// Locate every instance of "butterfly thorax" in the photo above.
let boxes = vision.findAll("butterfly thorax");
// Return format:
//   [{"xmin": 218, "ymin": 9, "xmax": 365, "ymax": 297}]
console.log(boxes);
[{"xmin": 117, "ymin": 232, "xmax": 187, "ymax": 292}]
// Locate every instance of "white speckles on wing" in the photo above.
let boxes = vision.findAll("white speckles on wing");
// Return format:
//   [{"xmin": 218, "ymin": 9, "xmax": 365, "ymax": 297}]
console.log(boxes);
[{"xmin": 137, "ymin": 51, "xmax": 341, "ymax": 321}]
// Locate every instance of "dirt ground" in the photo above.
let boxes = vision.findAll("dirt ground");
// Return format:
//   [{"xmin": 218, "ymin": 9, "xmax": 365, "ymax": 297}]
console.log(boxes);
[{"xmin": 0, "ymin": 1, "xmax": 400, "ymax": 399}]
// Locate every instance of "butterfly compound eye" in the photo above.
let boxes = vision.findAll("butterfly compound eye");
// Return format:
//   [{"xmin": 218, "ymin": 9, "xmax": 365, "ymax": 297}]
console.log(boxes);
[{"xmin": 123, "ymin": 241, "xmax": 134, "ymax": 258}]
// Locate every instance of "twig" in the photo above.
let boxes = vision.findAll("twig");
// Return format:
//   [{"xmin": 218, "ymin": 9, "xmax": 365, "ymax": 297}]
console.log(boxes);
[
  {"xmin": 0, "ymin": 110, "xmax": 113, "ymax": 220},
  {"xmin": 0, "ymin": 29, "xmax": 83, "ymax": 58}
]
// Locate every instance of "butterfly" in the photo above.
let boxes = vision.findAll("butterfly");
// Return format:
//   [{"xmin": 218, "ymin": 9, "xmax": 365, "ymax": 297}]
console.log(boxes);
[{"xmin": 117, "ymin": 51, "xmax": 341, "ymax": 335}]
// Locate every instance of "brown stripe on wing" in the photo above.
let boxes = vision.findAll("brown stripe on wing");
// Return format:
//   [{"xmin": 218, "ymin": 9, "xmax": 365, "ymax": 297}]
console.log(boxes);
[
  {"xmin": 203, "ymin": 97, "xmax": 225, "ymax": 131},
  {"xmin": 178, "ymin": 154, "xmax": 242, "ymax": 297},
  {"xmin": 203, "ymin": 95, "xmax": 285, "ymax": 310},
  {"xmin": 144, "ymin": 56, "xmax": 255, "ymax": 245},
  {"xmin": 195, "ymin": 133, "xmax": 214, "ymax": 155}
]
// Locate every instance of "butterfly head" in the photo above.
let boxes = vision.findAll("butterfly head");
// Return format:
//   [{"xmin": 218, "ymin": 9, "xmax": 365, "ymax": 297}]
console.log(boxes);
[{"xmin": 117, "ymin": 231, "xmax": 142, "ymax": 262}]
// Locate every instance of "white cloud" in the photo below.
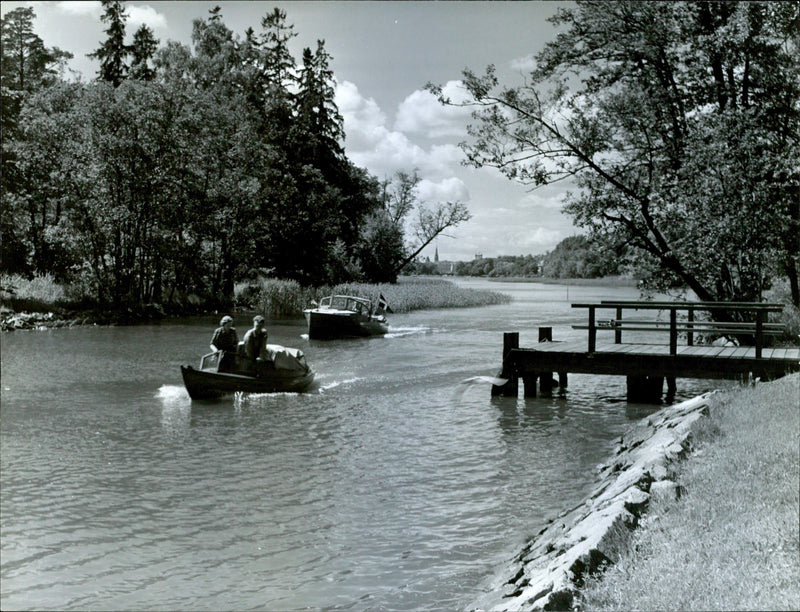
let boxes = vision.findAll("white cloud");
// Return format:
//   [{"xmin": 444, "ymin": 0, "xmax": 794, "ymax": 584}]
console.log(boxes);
[
  {"xmin": 56, "ymin": 1, "xmax": 101, "ymax": 17},
  {"xmin": 128, "ymin": 5, "xmax": 168, "ymax": 29},
  {"xmin": 55, "ymin": 2, "xmax": 166, "ymax": 29},
  {"xmin": 417, "ymin": 177, "xmax": 469, "ymax": 203},
  {"xmin": 337, "ymin": 80, "xmax": 466, "ymax": 179},
  {"xmin": 394, "ymin": 80, "xmax": 472, "ymax": 137},
  {"xmin": 510, "ymin": 54, "xmax": 537, "ymax": 73}
]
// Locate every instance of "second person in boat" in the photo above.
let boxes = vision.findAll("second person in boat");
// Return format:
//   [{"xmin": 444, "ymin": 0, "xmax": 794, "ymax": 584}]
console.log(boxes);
[{"xmin": 243, "ymin": 315, "xmax": 272, "ymax": 376}]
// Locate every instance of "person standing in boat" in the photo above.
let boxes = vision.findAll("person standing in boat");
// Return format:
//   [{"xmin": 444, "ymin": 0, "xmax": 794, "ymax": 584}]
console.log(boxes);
[
  {"xmin": 210, "ymin": 315, "xmax": 239, "ymax": 372},
  {"xmin": 243, "ymin": 315, "xmax": 271, "ymax": 375}
]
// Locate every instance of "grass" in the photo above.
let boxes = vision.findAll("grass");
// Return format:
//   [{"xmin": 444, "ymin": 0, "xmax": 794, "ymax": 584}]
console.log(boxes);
[
  {"xmin": 235, "ymin": 276, "xmax": 512, "ymax": 317},
  {"xmin": 579, "ymin": 372, "xmax": 800, "ymax": 611},
  {"xmin": 0, "ymin": 273, "xmax": 68, "ymax": 313}
]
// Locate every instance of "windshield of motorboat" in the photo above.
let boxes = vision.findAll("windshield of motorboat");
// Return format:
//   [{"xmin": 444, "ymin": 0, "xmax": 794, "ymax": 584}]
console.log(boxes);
[{"xmin": 327, "ymin": 295, "xmax": 372, "ymax": 313}]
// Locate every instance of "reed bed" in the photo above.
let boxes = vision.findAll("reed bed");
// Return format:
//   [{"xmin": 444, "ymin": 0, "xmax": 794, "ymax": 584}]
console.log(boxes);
[
  {"xmin": 579, "ymin": 373, "xmax": 800, "ymax": 611},
  {"xmin": 235, "ymin": 276, "xmax": 511, "ymax": 318},
  {"xmin": 0, "ymin": 273, "xmax": 68, "ymax": 313}
]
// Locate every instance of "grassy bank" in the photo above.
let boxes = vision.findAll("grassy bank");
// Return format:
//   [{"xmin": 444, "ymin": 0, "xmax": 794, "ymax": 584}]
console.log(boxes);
[{"xmin": 580, "ymin": 373, "xmax": 800, "ymax": 611}]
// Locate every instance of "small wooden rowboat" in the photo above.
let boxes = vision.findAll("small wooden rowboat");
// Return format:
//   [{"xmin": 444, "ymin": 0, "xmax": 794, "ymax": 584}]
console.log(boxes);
[
  {"xmin": 304, "ymin": 295, "xmax": 389, "ymax": 339},
  {"xmin": 181, "ymin": 345, "xmax": 315, "ymax": 400}
]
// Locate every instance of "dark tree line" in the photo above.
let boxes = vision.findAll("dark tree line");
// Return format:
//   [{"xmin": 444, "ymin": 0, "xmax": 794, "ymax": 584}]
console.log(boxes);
[
  {"xmin": 443, "ymin": 235, "xmax": 624, "ymax": 278},
  {"xmin": 1, "ymin": 2, "xmax": 469, "ymax": 311}
]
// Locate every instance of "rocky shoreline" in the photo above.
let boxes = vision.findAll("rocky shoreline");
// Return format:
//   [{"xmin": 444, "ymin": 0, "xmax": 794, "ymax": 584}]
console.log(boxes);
[
  {"xmin": 470, "ymin": 392, "xmax": 715, "ymax": 611},
  {"xmin": 0, "ymin": 304, "xmax": 173, "ymax": 331}
]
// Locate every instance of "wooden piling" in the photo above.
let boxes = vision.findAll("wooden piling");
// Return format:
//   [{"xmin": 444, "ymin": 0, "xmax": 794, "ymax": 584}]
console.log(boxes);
[
  {"xmin": 626, "ymin": 375, "xmax": 664, "ymax": 403},
  {"xmin": 522, "ymin": 373, "xmax": 537, "ymax": 397},
  {"xmin": 491, "ymin": 332, "xmax": 519, "ymax": 397},
  {"xmin": 538, "ymin": 327, "xmax": 553, "ymax": 396}
]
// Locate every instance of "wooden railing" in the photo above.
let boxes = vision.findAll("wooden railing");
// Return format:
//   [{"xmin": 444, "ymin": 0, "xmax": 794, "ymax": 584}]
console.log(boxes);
[{"xmin": 571, "ymin": 301, "xmax": 786, "ymax": 358}]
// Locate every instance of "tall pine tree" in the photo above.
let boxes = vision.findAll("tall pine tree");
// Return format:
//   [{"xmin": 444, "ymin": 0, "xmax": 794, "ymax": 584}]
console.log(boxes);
[{"xmin": 89, "ymin": 0, "xmax": 129, "ymax": 87}]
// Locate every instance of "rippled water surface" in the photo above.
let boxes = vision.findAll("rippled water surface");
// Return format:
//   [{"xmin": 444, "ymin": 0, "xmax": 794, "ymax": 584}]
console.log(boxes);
[{"xmin": 1, "ymin": 280, "xmax": 724, "ymax": 610}]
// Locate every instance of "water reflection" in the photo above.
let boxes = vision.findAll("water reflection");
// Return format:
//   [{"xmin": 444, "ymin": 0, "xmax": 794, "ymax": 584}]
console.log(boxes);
[{"xmin": 157, "ymin": 385, "xmax": 191, "ymax": 438}]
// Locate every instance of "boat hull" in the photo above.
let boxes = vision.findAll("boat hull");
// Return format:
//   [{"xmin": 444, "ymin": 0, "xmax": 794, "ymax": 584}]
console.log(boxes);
[
  {"xmin": 181, "ymin": 365, "xmax": 315, "ymax": 400},
  {"xmin": 305, "ymin": 310, "xmax": 389, "ymax": 339}
]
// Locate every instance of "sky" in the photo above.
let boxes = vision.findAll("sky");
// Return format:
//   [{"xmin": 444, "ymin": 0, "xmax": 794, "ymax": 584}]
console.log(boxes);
[{"xmin": 2, "ymin": 1, "xmax": 580, "ymax": 261}]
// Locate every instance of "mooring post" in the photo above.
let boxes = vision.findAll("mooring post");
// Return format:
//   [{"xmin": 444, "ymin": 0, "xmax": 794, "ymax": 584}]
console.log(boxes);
[
  {"xmin": 755, "ymin": 310, "xmax": 764, "ymax": 359},
  {"xmin": 522, "ymin": 373, "xmax": 537, "ymax": 398},
  {"xmin": 538, "ymin": 327, "xmax": 554, "ymax": 396},
  {"xmin": 666, "ymin": 376, "xmax": 677, "ymax": 398},
  {"xmin": 491, "ymin": 332, "xmax": 519, "ymax": 397},
  {"xmin": 626, "ymin": 375, "xmax": 664, "ymax": 403}
]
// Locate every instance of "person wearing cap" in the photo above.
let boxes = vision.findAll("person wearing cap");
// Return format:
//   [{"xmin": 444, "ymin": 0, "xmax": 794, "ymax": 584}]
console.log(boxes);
[
  {"xmin": 210, "ymin": 316, "xmax": 239, "ymax": 373},
  {"xmin": 211, "ymin": 315, "xmax": 239, "ymax": 353},
  {"xmin": 243, "ymin": 315, "xmax": 270, "ymax": 375}
]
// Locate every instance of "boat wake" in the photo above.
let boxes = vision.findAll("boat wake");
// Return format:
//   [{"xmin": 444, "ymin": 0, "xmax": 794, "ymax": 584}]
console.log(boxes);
[
  {"xmin": 157, "ymin": 384, "xmax": 190, "ymax": 401},
  {"xmin": 451, "ymin": 375, "xmax": 510, "ymax": 404},
  {"xmin": 317, "ymin": 377, "xmax": 363, "ymax": 392},
  {"xmin": 460, "ymin": 375, "xmax": 510, "ymax": 386},
  {"xmin": 385, "ymin": 326, "xmax": 431, "ymax": 338}
]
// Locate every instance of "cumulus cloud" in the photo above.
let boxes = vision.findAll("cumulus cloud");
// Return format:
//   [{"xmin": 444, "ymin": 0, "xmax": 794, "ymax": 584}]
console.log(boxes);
[
  {"xmin": 56, "ymin": 1, "xmax": 102, "ymax": 16},
  {"xmin": 336, "ymin": 80, "xmax": 466, "ymax": 179},
  {"xmin": 510, "ymin": 54, "xmax": 537, "ymax": 73},
  {"xmin": 128, "ymin": 5, "xmax": 168, "ymax": 29},
  {"xmin": 417, "ymin": 177, "xmax": 469, "ymax": 203},
  {"xmin": 394, "ymin": 80, "xmax": 472, "ymax": 137},
  {"xmin": 56, "ymin": 2, "xmax": 166, "ymax": 29}
]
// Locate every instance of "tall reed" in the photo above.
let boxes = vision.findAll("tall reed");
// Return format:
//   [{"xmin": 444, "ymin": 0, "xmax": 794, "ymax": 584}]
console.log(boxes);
[{"xmin": 234, "ymin": 277, "xmax": 511, "ymax": 318}]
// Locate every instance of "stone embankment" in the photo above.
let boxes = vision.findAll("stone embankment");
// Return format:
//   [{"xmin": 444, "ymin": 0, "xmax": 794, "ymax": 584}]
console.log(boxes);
[{"xmin": 471, "ymin": 392, "xmax": 715, "ymax": 611}]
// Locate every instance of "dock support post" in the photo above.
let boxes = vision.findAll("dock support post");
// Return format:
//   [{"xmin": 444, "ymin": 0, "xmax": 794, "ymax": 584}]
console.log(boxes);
[
  {"xmin": 491, "ymin": 332, "xmax": 519, "ymax": 397},
  {"xmin": 626, "ymin": 375, "xmax": 664, "ymax": 403},
  {"xmin": 666, "ymin": 376, "xmax": 677, "ymax": 399},
  {"xmin": 522, "ymin": 374, "xmax": 537, "ymax": 397},
  {"xmin": 538, "ymin": 327, "xmax": 554, "ymax": 397},
  {"xmin": 558, "ymin": 372, "xmax": 569, "ymax": 392},
  {"xmin": 540, "ymin": 375, "xmax": 555, "ymax": 397}
]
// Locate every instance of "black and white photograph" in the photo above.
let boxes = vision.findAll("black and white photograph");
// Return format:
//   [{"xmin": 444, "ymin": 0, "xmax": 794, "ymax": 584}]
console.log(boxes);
[{"xmin": 1, "ymin": 1, "xmax": 798, "ymax": 610}]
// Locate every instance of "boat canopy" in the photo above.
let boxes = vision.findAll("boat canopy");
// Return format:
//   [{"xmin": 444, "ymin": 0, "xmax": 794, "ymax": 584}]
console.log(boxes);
[
  {"xmin": 319, "ymin": 295, "xmax": 373, "ymax": 313},
  {"xmin": 265, "ymin": 344, "xmax": 308, "ymax": 371}
]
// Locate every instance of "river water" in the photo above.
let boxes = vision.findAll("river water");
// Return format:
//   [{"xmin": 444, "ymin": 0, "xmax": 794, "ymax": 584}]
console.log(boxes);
[{"xmin": 1, "ymin": 279, "xmax": 724, "ymax": 611}]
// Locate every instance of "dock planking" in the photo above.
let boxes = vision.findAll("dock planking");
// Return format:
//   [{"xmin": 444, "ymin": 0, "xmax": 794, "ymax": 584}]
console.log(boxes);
[{"xmin": 493, "ymin": 301, "xmax": 800, "ymax": 401}]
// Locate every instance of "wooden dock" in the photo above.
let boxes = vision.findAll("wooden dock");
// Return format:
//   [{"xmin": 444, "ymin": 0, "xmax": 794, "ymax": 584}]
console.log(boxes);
[{"xmin": 492, "ymin": 301, "xmax": 800, "ymax": 402}]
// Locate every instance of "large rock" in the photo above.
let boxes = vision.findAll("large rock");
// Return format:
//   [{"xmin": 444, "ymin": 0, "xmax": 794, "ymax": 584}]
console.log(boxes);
[{"xmin": 471, "ymin": 392, "xmax": 715, "ymax": 611}]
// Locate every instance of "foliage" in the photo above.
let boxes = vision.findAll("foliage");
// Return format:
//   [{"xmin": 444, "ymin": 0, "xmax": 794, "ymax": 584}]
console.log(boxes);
[
  {"xmin": 0, "ymin": 272, "xmax": 65, "ymax": 304},
  {"xmin": 539, "ymin": 235, "xmax": 627, "ymax": 279},
  {"xmin": 444, "ymin": 235, "xmax": 627, "ymax": 279},
  {"xmin": 88, "ymin": 0, "xmax": 129, "ymax": 86},
  {"xmin": 454, "ymin": 255, "xmax": 541, "ymax": 278},
  {"xmin": 359, "ymin": 170, "xmax": 472, "ymax": 282},
  {"xmin": 0, "ymin": 4, "xmax": 470, "ymax": 313},
  {"xmin": 432, "ymin": 1, "xmax": 800, "ymax": 310}
]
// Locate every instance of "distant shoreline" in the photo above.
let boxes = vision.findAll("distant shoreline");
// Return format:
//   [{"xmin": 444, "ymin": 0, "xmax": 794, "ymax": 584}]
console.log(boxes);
[{"xmin": 479, "ymin": 275, "xmax": 639, "ymax": 287}]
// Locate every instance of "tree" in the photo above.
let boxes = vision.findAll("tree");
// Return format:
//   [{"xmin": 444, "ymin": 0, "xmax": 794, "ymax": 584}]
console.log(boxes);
[
  {"xmin": 129, "ymin": 24, "xmax": 158, "ymax": 81},
  {"xmin": 89, "ymin": 0, "xmax": 129, "ymax": 87},
  {"xmin": 1, "ymin": 7, "xmax": 72, "ymax": 91},
  {"xmin": 432, "ymin": 1, "xmax": 800, "ymax": 308},
  {"xmin": 359, "ymin": 170, "xmax": 471, "ymax": 281},
  {"xmin": 1, "ymin": 6, "xmax": 73, "ymax": 274}
]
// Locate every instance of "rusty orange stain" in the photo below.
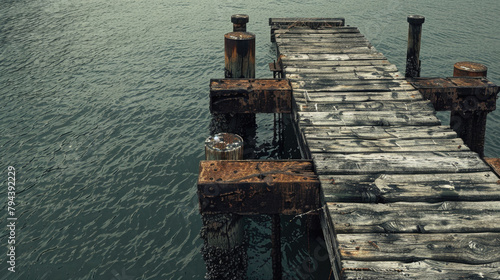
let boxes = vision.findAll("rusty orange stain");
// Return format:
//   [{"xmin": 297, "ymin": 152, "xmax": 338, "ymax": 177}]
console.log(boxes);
[{"xmin": 368, "ymin": 241, "xmax": 380, "ymax": 251}]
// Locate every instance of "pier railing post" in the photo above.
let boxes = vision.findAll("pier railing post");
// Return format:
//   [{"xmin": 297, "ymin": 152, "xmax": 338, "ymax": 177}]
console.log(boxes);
[
  {"xmin": 405, "ymin": 15, "xmax": 425, "ymax": 78},
  {"xmin": 201, "ymin": 133, "xmax": 247, "ymax": 279},
  {"xmin": 451, "ymin": 62, "xmax": 489, "ymax": 157}
]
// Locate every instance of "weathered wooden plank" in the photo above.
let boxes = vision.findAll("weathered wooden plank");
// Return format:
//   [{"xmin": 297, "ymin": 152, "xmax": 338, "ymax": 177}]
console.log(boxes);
[
  {"xmin": 287, "ymin": 72, "xmax": 404, "ymax": 81},
  {"xmin": 313, "ymin": 152, "xmax": 491, "ymax": 175},
  {"xmin": 284, "ymin": 65, "xmax": 398, "ymax": 74},
  {"xmin": 281, "ymin": 60, "xmax": 392, "ymax": 68},
  {"xmin": 299, "ymin": 111, "xmax": 440, "ymax": 127},
  {"xmin": 321, "ymin": 172, "xmax": 500, "ymax": 185},
  {"xmin": 308, "ymin": 138, "xmax": 465, "ymax": 153},
  {"xmin": 276, "ymin": 33, "xmax": 365, "ymax": 39},
  {"xmin": 279, "ymin": 41, "xmax": 373, "ymax": 49},
  {"xmin": 291, "ymin": 78, "xmax": 412, "ymax": 88},
  {"xmin": 342, "ymin": 260, "xmax": 500, "ymax": 280},
  {"xmin": 302, "ymin": 126, "xmax": 457, "ymax": 140},
  {"xmin": 269, "ymin": 17, "xmax": 345, "ymax": 27},
  {"xmin": 277, "ymin": 37, "xmax": 371, "ymax": 45},
  {"xmin": 337, "ymin": 232, "xmax": 500, "ymax": 264},
  {"xmin": 279, "ymin": 46, "xmax": 377, "ymax": 55},
  {"xmin": 293, "ymin": 90, "xmax": 424, "ymax": 102},
  {"xmin": 282, "ymin": 53, "xmax": 386, "ymax": 61},
  {"xmin": 273, "ymin": 27, "xmax": 359, "ymax": 34},
  {"xmin": 328, "ymin": 201, "xmax": 500, "ymax": 233},
  {"xmin": 198, "ymin": 160, "xmax": 319, "ymax": 215},
  {"xmin": 322, "ymin": 181, "xmax": 500, "ymax": 203},
  {"xmin": 292, "ymin": 83, "xmax": 415, "ymax": 93},
  {"xmin": 320, "ymin": 172, "xmax": 500, "ymax": 202},
  {"xmin": 298, "ymin": 101, "xmax": 434, "ymax": 112}
]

Assignment:
Look for the string "stripe" in the listing above and copy every line holding it.

Response area:
// Locate every instance of "brown stripe on wing" in the photo above.
let boxes = vision.findAll("brown stripe on wing");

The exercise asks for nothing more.